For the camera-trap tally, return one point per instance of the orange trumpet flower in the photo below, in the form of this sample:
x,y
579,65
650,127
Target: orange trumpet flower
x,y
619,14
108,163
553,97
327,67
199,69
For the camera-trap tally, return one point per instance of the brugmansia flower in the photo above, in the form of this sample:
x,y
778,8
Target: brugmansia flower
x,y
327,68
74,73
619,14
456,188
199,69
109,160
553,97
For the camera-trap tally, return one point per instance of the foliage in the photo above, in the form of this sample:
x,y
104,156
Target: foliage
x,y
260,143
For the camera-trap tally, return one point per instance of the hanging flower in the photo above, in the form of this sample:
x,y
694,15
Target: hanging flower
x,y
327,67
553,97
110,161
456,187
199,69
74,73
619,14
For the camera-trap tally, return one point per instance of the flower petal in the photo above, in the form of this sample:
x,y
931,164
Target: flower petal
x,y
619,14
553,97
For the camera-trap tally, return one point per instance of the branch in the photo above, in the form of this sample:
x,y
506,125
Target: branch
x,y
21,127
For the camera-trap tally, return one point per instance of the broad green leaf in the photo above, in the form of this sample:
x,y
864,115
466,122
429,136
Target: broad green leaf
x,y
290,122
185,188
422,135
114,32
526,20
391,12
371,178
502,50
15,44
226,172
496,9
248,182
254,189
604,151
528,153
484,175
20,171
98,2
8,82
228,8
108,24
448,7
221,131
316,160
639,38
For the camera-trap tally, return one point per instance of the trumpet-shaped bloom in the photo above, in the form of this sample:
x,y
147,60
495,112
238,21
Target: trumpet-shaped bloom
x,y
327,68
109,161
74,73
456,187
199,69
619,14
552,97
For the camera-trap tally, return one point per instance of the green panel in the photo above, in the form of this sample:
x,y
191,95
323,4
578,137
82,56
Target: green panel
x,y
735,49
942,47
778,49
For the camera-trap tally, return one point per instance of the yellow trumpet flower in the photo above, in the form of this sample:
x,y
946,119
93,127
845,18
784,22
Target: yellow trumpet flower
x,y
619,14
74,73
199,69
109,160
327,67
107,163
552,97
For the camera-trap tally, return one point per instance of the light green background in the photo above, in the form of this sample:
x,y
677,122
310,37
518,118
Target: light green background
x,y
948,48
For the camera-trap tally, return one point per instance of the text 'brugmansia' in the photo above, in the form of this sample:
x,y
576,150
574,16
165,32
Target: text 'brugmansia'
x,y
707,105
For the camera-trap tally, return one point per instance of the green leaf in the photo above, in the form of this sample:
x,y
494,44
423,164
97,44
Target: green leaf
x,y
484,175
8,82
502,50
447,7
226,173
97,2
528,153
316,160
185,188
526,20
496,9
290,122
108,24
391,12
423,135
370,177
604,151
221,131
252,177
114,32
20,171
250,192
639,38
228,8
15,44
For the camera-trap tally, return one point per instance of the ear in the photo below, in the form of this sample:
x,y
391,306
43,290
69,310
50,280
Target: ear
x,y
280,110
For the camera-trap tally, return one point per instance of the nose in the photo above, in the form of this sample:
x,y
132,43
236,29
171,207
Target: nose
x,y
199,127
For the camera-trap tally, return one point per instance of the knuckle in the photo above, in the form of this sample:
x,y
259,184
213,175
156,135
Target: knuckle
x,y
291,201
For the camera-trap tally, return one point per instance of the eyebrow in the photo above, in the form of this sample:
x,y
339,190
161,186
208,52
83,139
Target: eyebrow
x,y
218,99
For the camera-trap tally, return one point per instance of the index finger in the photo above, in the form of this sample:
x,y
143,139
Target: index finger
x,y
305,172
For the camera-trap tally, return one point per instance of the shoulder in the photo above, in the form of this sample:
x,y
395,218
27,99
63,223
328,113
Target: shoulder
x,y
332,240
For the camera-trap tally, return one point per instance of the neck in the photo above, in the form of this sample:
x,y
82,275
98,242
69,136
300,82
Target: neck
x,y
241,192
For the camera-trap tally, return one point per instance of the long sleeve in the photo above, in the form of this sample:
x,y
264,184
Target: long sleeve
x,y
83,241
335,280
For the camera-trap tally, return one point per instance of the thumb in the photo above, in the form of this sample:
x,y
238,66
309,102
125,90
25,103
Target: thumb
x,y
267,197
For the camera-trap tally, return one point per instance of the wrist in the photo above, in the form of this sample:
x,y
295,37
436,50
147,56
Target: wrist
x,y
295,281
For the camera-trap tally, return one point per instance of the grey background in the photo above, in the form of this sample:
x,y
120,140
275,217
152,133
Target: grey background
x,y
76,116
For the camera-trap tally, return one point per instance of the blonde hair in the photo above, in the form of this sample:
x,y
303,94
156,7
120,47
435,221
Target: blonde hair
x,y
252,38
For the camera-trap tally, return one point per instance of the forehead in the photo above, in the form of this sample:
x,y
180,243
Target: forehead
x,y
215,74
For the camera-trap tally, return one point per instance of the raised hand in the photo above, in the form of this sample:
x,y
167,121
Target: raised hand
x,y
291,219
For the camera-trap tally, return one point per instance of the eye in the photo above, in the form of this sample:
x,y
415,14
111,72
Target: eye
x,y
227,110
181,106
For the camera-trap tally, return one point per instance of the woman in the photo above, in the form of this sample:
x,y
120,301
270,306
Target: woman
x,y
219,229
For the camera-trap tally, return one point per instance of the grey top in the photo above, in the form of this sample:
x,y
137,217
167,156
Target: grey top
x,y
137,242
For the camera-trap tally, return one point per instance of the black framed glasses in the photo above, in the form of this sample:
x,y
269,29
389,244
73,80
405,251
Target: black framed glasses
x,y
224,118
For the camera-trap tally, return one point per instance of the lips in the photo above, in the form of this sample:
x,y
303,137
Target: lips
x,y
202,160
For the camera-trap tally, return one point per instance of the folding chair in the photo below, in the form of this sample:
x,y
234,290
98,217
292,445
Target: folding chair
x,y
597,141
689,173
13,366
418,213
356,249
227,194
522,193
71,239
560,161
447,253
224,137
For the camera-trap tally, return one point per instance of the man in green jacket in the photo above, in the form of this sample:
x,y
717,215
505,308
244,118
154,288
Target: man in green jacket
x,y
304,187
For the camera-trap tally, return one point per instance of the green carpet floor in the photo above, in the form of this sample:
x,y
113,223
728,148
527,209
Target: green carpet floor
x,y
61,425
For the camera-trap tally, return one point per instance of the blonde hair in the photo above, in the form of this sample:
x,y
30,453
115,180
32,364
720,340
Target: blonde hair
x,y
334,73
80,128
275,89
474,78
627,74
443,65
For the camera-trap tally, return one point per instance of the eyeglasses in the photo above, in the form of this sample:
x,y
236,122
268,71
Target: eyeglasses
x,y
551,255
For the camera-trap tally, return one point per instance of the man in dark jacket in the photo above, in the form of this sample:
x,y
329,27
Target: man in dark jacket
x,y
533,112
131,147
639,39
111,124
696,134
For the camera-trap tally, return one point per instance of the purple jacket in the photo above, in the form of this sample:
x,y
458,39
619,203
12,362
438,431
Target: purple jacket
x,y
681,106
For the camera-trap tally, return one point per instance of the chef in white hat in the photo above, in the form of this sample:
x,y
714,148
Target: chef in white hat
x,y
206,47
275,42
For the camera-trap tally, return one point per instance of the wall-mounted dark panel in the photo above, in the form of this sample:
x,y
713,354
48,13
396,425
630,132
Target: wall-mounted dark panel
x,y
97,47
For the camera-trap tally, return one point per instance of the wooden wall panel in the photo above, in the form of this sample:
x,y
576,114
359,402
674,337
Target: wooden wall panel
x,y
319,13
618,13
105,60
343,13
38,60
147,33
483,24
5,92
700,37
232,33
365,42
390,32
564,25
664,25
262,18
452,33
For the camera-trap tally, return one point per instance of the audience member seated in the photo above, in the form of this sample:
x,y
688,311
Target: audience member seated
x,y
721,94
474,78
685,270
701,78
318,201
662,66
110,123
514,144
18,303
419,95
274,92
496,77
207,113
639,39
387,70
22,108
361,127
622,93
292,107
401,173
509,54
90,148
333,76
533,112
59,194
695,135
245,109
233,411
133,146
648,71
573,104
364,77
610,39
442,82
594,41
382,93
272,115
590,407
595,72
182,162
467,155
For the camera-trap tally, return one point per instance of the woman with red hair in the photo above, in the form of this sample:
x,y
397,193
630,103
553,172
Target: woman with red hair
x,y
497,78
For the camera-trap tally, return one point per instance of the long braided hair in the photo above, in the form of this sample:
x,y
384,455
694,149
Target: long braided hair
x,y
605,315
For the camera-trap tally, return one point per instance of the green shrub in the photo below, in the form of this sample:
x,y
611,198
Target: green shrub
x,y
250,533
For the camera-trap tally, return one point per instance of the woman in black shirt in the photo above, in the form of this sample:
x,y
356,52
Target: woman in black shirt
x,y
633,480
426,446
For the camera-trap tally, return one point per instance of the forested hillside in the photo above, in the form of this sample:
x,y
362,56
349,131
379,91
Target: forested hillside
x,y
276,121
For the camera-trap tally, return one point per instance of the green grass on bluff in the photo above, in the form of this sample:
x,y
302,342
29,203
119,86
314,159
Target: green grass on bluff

- - - - -

→ **What the exercise asks**
Copy each line of the listing in which the word "grass" can be found.

→ **Exercise response**
For the camera-trap tally, return one point per instance of the green grass on bluff in the photo above, in the form of this sample:
Target: green grass on bluff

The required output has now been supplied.